§ **ЧТО СДЕЛАТЬ**:
Перепиши пункты от строки, где есть «Quality check round. The original labels for short», до конца пунктов, включив обе границы, и сдвинь на −139 каждое число координат рамок в ответах. Все остальное оставь без изменений.
+++ ЗАПИСИ
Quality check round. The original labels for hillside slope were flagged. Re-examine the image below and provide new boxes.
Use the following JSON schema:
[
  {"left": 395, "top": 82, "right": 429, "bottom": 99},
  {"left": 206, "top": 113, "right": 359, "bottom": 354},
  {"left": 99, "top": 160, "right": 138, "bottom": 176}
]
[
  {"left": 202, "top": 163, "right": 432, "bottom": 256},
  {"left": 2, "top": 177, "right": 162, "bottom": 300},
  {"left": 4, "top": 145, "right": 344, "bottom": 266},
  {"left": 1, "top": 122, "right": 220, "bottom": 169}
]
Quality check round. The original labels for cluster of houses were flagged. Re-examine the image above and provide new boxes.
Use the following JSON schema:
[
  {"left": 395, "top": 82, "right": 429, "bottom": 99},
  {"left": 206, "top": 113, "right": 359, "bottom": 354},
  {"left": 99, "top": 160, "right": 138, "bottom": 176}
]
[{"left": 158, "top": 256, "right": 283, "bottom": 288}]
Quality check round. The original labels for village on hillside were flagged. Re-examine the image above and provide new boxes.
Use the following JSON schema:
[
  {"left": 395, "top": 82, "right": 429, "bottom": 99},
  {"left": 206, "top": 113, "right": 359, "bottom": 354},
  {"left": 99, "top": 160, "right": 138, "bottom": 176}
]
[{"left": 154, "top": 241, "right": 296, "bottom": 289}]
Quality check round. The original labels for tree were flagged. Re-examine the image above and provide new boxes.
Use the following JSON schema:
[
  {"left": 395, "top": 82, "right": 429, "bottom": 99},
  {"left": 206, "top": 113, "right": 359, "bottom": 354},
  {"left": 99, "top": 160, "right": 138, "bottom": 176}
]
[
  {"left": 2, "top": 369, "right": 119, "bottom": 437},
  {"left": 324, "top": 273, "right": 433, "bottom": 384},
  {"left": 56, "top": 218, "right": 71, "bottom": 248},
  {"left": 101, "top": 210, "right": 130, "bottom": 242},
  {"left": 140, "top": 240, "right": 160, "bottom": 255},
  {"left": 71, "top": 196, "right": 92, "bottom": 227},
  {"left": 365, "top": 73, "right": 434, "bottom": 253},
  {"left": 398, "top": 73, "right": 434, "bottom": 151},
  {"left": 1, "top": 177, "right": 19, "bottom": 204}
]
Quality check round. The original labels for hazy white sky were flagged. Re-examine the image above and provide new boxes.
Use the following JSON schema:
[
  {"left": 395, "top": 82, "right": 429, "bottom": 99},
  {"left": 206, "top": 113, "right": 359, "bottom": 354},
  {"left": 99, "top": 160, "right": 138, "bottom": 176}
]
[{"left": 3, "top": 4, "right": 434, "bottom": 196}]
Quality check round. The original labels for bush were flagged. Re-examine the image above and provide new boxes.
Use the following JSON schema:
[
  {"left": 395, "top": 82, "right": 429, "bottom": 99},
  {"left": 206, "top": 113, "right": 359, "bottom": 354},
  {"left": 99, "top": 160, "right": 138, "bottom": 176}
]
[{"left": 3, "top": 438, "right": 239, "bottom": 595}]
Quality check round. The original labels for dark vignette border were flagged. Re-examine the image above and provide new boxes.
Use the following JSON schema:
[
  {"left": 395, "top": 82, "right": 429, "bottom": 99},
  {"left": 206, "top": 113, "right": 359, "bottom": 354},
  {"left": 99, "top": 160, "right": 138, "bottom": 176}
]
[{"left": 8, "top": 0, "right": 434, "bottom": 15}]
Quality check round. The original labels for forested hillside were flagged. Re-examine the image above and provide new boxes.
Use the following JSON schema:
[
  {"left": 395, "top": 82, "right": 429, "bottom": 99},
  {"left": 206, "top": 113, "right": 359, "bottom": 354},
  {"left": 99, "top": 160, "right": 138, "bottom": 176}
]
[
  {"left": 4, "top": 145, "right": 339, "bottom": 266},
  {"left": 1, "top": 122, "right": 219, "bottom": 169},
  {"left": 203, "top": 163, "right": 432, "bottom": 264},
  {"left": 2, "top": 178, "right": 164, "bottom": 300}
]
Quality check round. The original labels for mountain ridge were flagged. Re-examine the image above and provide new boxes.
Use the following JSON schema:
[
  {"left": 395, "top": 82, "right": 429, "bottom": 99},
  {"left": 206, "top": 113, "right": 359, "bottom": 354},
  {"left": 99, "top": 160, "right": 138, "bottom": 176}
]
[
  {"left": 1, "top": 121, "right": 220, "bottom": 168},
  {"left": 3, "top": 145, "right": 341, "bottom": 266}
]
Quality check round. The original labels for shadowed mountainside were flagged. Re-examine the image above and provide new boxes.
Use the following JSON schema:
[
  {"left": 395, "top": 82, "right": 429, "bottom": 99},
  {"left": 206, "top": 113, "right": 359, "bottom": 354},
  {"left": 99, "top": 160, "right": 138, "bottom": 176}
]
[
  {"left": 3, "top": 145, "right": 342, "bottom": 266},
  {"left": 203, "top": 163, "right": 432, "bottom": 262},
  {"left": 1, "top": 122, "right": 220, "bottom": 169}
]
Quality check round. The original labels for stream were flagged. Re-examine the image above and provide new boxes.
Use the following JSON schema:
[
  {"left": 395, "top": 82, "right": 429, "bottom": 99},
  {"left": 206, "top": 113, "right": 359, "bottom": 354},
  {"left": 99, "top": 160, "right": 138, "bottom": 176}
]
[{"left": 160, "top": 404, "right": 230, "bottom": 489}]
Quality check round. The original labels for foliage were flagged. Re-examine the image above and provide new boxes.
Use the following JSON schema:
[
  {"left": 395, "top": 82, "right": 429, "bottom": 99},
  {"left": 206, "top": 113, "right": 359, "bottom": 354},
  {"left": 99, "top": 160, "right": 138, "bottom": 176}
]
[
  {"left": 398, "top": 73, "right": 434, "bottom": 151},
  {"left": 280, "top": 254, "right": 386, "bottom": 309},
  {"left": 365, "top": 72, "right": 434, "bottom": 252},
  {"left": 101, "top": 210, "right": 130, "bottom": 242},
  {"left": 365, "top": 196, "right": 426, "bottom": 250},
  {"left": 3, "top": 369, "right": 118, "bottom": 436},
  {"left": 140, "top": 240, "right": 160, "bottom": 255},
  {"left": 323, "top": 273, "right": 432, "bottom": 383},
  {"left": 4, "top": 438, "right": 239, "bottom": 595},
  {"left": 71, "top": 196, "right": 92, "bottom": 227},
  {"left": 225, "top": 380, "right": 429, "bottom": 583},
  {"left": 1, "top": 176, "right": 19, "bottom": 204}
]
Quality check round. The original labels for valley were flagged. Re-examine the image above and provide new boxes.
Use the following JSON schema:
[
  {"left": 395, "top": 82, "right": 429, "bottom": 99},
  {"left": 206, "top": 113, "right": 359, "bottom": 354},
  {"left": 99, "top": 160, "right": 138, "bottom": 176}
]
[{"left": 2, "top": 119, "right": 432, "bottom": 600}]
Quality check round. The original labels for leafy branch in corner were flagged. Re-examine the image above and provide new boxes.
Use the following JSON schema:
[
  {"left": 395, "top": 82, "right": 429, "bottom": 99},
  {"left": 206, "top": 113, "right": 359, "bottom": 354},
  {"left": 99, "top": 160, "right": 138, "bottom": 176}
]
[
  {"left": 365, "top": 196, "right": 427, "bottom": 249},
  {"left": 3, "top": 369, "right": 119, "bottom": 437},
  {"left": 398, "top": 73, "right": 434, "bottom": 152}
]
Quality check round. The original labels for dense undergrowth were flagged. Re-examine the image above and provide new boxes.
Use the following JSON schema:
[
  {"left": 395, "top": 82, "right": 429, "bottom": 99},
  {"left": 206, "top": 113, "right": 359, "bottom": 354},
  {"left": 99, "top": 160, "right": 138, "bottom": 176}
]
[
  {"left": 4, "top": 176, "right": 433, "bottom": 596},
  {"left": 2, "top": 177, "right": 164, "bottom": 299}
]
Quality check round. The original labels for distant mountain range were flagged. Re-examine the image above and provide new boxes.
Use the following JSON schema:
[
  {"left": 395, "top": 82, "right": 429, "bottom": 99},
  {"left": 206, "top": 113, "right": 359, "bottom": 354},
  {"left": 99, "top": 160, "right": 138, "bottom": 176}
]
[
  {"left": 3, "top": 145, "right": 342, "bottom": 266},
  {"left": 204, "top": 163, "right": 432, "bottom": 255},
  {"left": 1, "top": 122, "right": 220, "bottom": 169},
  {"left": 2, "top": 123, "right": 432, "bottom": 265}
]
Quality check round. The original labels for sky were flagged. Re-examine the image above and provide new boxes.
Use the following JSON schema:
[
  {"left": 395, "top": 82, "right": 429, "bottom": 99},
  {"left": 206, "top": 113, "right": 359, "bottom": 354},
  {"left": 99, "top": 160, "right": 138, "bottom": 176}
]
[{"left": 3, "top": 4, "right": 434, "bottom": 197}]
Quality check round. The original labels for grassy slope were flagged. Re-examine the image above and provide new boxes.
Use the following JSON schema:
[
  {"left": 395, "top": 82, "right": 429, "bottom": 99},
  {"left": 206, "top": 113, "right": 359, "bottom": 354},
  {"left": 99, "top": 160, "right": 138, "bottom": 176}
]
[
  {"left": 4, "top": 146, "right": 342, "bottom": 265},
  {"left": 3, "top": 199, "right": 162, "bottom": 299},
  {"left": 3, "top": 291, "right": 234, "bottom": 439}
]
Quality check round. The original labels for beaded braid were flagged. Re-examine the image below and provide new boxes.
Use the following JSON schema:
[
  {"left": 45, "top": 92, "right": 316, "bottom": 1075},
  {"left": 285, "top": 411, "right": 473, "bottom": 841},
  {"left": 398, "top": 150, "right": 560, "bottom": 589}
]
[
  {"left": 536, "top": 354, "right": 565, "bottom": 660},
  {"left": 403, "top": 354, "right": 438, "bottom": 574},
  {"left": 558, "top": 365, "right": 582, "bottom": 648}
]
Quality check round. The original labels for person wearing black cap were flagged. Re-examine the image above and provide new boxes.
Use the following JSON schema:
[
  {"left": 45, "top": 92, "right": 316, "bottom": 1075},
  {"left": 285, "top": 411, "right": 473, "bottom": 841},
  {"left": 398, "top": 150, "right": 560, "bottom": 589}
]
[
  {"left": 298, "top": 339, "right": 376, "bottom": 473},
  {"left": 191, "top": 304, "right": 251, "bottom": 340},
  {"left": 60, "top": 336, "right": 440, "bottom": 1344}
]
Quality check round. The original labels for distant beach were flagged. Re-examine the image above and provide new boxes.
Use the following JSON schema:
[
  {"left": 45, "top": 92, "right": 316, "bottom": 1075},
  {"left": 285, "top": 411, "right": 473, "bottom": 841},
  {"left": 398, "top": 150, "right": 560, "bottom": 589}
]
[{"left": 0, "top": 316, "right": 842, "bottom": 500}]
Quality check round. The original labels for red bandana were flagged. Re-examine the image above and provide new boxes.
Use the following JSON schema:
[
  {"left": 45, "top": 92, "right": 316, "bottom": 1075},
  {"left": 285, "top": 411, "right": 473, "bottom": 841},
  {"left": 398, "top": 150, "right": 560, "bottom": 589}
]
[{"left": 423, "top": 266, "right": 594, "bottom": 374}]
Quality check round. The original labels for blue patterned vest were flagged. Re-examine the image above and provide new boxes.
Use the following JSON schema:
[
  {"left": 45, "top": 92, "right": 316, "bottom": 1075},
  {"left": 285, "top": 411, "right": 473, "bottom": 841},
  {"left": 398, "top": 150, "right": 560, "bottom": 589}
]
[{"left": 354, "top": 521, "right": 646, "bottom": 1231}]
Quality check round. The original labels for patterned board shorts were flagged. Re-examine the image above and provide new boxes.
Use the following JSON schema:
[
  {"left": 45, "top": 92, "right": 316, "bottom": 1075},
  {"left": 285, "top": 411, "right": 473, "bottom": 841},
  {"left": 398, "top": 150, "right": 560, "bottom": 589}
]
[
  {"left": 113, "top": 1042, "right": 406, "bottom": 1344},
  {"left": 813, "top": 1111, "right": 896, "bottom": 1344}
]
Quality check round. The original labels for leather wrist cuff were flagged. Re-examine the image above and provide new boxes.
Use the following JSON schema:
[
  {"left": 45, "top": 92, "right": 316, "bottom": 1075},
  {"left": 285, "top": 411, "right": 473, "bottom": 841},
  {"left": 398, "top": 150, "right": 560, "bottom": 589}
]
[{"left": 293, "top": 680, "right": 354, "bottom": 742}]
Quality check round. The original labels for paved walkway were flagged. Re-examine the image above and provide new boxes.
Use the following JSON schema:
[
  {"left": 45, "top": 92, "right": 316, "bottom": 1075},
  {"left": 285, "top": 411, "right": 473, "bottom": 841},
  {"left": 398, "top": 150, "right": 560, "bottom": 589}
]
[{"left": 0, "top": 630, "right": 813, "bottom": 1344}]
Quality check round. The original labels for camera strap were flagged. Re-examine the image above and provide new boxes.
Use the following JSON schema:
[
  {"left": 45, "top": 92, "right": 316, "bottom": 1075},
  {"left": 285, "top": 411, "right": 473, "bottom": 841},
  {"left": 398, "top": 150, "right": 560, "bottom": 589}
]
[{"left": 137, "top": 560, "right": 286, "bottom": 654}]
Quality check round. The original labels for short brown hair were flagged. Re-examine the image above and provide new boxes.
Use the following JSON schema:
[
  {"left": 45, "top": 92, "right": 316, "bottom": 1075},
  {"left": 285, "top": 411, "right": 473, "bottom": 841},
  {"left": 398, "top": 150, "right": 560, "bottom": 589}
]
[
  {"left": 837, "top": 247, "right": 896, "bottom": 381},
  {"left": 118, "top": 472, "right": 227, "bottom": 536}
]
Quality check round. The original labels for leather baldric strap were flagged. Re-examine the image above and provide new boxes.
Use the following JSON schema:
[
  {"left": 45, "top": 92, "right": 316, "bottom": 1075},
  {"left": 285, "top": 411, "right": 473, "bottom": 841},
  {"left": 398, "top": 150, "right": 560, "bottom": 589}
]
++++++
§ **ОТВЕТ**:
Quality check round. The original labels for short brown hair were flagged. Re-examine the image above and provide new boxes.
Use the following JSON schema:
[
  {"left": 45, "top": 92, "right": 316, "bottom": 1075},
  {"left": 285, "top": 411, "right": 473, "bottom": 841},
  {"left": 398, "top": 150, "right": 560, "bottom": 589}
]
[
  {"left": 698, "top": 108, "right": 757, "bottom": 242},
  {"left": -21, "top": 333, "right": 88, "bottom": 397}
]
Quality check round. The original labels for leather baldric strap were flagged. Re-examine the image above and provide new boxes.
Use the following JSON schema:
[
  {"left": 45, "top": 92, "right": 316, "bottom": 1075},
  {"left": 285, "top": 411, "right": 473, "bottom": 841},
  {"left": 398, "top": 150, "right": 560, "bottom": 589}
]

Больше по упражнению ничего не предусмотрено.